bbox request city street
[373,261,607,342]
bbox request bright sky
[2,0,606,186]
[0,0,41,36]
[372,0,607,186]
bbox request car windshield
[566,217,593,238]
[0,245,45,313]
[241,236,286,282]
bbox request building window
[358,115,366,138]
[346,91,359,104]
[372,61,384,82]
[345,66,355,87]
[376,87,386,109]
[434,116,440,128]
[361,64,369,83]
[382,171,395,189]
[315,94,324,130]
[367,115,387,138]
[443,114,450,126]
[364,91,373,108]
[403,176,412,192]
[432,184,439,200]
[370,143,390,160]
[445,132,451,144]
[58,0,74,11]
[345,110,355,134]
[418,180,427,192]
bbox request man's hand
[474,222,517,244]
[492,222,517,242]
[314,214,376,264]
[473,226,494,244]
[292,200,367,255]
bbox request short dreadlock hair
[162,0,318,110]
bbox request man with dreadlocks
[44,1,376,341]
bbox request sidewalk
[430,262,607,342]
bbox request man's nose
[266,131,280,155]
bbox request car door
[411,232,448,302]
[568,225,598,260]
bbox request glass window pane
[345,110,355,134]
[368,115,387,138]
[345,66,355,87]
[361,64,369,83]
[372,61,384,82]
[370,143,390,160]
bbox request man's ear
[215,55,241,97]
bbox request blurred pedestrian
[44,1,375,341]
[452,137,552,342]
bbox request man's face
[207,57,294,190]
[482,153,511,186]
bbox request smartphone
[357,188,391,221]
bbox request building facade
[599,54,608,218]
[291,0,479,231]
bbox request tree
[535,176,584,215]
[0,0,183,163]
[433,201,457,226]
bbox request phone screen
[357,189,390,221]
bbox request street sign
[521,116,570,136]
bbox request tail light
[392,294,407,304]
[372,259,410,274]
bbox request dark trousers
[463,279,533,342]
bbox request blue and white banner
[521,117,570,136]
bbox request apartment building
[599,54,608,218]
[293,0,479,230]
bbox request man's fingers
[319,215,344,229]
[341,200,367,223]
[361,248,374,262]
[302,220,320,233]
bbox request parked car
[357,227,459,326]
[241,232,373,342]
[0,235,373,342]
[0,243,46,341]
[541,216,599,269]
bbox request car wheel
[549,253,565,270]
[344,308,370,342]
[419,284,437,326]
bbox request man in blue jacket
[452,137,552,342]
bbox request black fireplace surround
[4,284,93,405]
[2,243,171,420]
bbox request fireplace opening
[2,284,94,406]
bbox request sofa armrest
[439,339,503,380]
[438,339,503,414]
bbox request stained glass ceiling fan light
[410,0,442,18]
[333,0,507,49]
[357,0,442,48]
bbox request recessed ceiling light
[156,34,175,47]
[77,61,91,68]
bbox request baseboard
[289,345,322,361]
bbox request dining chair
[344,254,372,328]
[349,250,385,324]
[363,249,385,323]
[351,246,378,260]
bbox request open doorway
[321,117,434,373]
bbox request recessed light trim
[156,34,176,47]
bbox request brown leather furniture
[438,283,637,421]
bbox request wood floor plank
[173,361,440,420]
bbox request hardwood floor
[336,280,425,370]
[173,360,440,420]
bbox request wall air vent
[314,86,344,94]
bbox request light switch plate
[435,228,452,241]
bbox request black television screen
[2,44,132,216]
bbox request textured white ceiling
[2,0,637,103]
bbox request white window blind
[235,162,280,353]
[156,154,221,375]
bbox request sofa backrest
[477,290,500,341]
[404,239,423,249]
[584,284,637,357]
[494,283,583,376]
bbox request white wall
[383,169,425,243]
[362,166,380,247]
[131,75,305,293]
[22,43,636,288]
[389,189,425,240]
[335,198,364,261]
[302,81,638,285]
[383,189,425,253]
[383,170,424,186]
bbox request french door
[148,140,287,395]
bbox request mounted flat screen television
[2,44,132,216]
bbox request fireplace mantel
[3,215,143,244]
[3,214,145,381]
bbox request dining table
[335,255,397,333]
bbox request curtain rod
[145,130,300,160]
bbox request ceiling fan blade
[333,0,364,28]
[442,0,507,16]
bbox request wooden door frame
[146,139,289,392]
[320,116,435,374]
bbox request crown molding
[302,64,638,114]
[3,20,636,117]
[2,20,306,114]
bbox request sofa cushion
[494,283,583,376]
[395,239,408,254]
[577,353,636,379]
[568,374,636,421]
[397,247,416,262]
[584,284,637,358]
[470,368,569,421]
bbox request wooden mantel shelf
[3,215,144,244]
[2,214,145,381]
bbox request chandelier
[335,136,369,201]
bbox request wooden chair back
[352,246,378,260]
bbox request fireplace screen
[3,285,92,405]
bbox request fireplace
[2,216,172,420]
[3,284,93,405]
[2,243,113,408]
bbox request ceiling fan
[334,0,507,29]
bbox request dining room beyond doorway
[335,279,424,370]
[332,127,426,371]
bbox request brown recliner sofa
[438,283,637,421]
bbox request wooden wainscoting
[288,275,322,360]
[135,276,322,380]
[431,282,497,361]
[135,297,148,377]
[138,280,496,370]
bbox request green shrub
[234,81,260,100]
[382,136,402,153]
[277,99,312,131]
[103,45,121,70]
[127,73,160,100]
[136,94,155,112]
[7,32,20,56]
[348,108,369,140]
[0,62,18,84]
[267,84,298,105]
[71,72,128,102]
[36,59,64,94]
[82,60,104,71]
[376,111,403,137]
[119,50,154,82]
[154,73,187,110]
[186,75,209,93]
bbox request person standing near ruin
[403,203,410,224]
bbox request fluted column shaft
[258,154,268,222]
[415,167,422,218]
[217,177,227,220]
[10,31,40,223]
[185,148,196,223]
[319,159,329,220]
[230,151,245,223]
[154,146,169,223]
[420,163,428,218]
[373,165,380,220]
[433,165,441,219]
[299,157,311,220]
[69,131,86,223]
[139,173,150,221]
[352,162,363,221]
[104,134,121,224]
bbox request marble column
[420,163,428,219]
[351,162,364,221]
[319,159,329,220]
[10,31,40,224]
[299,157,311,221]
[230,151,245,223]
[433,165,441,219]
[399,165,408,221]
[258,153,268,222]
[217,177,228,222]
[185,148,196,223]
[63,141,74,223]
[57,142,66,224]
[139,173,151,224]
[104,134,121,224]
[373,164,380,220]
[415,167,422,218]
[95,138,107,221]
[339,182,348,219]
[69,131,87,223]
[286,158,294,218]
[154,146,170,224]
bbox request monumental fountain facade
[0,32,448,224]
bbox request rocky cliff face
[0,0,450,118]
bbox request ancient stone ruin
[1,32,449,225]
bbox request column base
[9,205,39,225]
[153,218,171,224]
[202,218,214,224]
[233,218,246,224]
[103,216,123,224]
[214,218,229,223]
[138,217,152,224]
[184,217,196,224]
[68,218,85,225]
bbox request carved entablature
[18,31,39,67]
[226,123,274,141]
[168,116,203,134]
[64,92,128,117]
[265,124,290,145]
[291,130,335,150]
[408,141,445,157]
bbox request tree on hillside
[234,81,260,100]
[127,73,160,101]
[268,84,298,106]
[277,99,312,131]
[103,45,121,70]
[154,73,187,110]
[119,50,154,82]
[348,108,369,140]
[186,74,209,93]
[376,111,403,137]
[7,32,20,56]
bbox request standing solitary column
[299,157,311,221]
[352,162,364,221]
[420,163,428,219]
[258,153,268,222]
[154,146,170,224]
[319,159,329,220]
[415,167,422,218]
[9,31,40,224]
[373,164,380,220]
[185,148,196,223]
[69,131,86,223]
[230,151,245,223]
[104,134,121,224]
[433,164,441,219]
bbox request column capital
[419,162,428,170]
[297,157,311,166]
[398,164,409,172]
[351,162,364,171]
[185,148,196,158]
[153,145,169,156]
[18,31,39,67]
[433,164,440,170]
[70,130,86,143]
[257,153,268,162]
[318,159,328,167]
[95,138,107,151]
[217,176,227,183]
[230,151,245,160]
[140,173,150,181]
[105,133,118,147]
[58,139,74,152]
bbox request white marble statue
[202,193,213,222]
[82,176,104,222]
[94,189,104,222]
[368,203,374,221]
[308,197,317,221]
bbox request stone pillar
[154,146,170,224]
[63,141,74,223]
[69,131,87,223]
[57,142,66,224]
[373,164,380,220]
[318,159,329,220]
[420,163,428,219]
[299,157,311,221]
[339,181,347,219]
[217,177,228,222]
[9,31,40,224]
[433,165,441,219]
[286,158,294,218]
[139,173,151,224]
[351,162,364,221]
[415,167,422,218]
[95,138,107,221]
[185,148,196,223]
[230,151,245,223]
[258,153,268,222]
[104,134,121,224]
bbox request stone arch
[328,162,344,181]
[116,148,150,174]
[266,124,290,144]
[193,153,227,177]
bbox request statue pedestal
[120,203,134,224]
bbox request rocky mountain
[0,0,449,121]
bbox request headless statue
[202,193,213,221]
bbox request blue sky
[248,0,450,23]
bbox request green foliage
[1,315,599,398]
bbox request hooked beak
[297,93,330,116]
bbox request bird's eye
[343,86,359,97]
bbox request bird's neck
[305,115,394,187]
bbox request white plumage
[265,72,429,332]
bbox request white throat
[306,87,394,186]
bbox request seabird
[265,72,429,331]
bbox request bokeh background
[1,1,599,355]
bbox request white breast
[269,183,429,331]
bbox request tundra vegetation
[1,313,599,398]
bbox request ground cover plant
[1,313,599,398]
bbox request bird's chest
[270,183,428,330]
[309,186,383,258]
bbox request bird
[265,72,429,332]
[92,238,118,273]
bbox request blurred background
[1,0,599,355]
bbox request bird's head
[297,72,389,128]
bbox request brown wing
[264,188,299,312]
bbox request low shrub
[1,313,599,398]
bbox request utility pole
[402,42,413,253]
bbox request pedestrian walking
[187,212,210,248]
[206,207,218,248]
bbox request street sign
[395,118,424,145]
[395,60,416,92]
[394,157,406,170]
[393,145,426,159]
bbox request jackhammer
+ + + +
EXERCISE DESCRIPTION: Set out exactly the run of lines that begins at the line holding "bbox request white marble statue" and ends at the last line of the data.

TASK RESULT:
bbox request white marble statue
[202,193,213,222]
[82,176,104,222]
[94,189,104,222]
[368,203,374,221]
[308,197,317,221]
bbox request stone pillar
[154,146,170,224]
[63,141,74,223]
[69,131,87,223]
[57,142,66,224]
[373,164,380,220]
[318,159,329,220]
[420,163,428,219]
[299,157,311,221]
[339,181,347,219]
[217,177,228,222]
[9,31,40,224]
[433,165,441,219]
[286,158,294,218]
[139,173,151,224]
[351,162,364,221]
[415,167,422,218]
[95,138,107,221]
[185,148,196,223]
[230,151,245,223]
[258,153,268,222]
[104,134,121,224]
bbox request stone arch
[328,162,344,181]
[116,148,150,174]
[266,124,290,144]
[193,153,227,177]
bbox request statue pedestal
[120,203,134,224]
bbox request rocky mountain
[0,0,449,121]
bbox request headless statue
[202,193,213,221]
bbox request blue sky
[248,0,450,23]
bbox request green foliage
[1,315,599,398]
bbox request hooked beak
[297,93,330,116]
bbox request bird's eye
[343,86,359,97]
bbox request bird's neck
[305,115,394,187]
bbox request white plumage
[265,72,429,332]
bbox request white throat
[306,87,394,186]
bbox request seabird
[265,72,429,331]
bbox request bokeh background
[1,1,599,355]
bbox request white breast
[269,183,429,331]
bbox request tundra vegetation
[1,313,599,398]
bbox request ground cover plant
[1,313,599,398]
bbox request bird's chest
[270,183,428,330]
[309,186,383,258]
bbox request bird
[265,72,429,332]
[92,238,118,273]
bbox request blurred background
[1,0,599,355]
bbox request bird's head
[297,72,389,128]
bbox request brown wing
[264,188,299,312]
bbox request low shrub
[1,313,599,398]
bbox request utility pole
[402,42,413,253]
bbox request pedestrian walking
[187,212,210,248]
[206,207,218,248]
bbox request street sign
[395,118,424,145]
[395,60,416,92]
[394,157,406,170]
[393,145,426,159]
bbox request jackhammer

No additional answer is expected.